(Excerpts of location labeling data)
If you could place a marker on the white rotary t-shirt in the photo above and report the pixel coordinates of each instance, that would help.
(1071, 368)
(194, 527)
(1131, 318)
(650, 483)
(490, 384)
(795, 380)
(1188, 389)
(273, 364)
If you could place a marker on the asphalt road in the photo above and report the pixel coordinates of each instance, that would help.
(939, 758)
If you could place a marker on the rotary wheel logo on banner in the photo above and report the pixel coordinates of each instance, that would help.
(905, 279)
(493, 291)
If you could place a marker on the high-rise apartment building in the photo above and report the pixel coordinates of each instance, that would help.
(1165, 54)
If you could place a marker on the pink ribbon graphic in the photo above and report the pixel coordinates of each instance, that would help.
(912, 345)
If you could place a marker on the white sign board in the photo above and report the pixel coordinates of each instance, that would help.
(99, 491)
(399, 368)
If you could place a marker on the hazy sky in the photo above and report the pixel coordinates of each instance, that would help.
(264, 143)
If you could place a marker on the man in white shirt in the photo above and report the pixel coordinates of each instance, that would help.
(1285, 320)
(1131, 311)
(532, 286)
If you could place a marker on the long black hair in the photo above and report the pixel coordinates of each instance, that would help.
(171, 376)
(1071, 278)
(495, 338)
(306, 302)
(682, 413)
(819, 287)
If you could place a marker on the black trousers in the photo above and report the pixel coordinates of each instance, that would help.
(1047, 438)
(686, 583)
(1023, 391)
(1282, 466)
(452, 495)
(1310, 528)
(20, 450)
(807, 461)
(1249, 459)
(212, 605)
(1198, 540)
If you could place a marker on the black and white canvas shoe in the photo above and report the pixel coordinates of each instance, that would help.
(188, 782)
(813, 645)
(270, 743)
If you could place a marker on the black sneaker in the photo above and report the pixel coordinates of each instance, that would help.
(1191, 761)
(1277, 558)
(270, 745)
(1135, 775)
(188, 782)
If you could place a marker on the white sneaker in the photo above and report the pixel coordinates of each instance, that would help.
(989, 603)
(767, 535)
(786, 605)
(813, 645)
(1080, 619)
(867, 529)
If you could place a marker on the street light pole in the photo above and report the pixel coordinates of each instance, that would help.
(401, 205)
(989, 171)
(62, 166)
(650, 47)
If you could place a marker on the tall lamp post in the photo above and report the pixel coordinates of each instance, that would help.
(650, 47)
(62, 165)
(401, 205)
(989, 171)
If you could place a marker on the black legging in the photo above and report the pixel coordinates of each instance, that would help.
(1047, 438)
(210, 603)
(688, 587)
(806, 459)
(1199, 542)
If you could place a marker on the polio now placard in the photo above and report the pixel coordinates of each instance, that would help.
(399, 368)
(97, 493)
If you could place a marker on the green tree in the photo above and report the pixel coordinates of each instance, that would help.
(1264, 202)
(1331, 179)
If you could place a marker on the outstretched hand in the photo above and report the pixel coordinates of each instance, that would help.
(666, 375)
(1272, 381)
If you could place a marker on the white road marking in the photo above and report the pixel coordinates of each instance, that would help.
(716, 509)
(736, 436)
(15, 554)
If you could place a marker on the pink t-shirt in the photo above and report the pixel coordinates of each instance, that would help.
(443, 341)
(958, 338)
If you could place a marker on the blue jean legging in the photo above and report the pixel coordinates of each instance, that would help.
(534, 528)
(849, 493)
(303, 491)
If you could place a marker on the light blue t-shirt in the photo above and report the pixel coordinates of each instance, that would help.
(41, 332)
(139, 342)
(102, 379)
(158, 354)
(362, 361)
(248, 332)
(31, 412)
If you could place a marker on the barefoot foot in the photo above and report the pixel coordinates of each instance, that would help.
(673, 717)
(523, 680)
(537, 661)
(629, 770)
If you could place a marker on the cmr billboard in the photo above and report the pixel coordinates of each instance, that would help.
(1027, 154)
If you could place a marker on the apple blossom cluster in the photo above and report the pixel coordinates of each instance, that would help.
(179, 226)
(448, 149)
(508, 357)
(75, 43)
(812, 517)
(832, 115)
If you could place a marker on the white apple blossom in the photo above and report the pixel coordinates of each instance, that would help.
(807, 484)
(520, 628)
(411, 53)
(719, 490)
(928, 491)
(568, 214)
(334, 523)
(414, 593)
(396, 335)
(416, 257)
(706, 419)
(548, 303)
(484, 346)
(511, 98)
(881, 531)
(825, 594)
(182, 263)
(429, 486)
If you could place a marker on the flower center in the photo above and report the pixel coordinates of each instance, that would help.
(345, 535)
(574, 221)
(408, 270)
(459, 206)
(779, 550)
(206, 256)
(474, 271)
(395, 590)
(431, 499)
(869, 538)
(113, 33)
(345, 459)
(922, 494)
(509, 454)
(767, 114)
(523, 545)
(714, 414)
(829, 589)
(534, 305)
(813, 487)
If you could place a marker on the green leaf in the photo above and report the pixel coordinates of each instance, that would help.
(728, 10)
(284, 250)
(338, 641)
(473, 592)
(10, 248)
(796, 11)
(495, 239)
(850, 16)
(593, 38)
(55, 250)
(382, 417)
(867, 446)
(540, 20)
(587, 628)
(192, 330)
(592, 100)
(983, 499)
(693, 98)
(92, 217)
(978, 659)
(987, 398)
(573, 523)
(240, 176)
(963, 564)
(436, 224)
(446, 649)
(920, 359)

__DIRECTION__.
Rewrite the stretch of entries from the line containing "If you could place a marker on the pink ribbon" through the line containing "(1198, 540)", swapping "hazy sky" for "clear sky" and leaving everything else unchanged. Return only those lines.

__WORKED ANSWER__.
If you could place a marker on the pink ribbon graphic in the photo above and report the pixel coordinates of each instance, that would help.
(912, 345)
If you could place a marker on the white sign board in the photo above and report the pixel coordinates of each instance, that would help.
(99, 491)
(399, 368)
If you could place a marker on the clear sky in the photo above and report the pixel coordinates of each instance, that would help.
(264, 143)
If you could place a marker on the man in white shirt in the photo above and report the pixel coordinates of each instance, that would help.
(1285, 320)
(1131, 311)
(532, 286)
If you could place a marker on the long black hair in the photo above and report the pixel coordinates of each instance, that would help.
(171, 376)
(1071, 278)
(495, 338)
(306, 302)
(682, 413)
(819, 287)
If you could place a marker on the black trousers in the photo above and report the pixel coordinates of each instance, that would help.
(1047, 438)
(686, 583)
(1023, 391)
(1282, 466)
(452, 495)
(1310, 528)
(20, 450)
(807, 461)
(1249, 459)
(212, 605)
(1198, 540)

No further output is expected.